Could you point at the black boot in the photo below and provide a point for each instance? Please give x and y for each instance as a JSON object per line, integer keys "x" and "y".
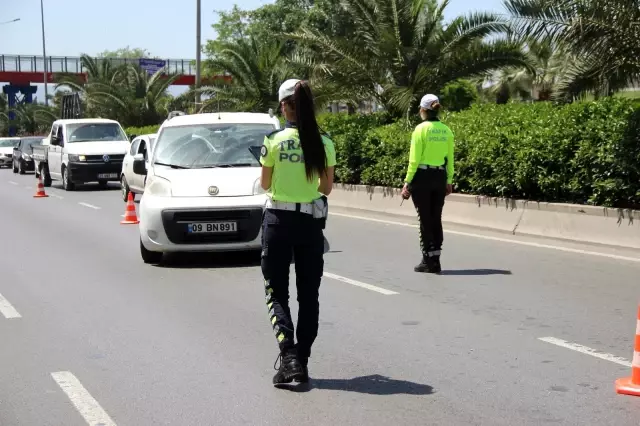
{"x": 434, "y": 265}
{"x": 290, "y": 368}
{"x": 304, "y": 378}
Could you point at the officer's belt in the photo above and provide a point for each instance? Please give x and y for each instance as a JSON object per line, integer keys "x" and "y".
{"x": 426, "y": 166}
{"x": 292, "y": 207}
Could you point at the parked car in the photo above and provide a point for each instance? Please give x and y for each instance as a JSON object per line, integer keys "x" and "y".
{"x": 129, "y": 181}
{"x": 23, "y": 154}
{"x": 6, "y": 151}
{"x": 80, "y": 151}
{"x": 203, "y": 188}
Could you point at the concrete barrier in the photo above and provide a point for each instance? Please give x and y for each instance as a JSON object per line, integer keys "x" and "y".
{"x": 591, "y": 224}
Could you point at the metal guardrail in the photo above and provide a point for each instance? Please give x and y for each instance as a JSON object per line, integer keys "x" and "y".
{"x": 70, "y": 64}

━━━━━━━━━━━━━━━━━━━━━━━━━━━━━━

- [WHAT TO DO] Above are the records; copy exactly the lines from the one with "Could you point at the officer's" through the final line.

- [WRITTEN ANSWER]
Could you point at the officer's belt in the photo above and provide a point for each instance? Please give x and y for each instance as a JSON object per line, integer keys "x" and "y".
{"x": 426, "y": 166}
{"x": 292, "y": 207}
Could you point at the parked car in the photo above and provide a point for each instance? Please give x and y for each instance as a JSON object per line, integer keys "x" and "y".
{"x": 129, "y": 181}
{"x": 23, "y": 154}
{"x": 6, "y": 151}
{"x": 80, "y": 151}
{"x": 203, "y": 188}
Could you point at the concrete barrier in the photo above and provide a point for each instance? Please give x and y for each instance as a JSON object per line, integer keys "x" and "y".
{"x": 591, "y": 224}
Could you point at the metal guardrail in the photo above and provide a point for each instance? Please give x and y for each instance as a JSON object per line, integer keys "x" and "y".
{"x": 70, "y": 64}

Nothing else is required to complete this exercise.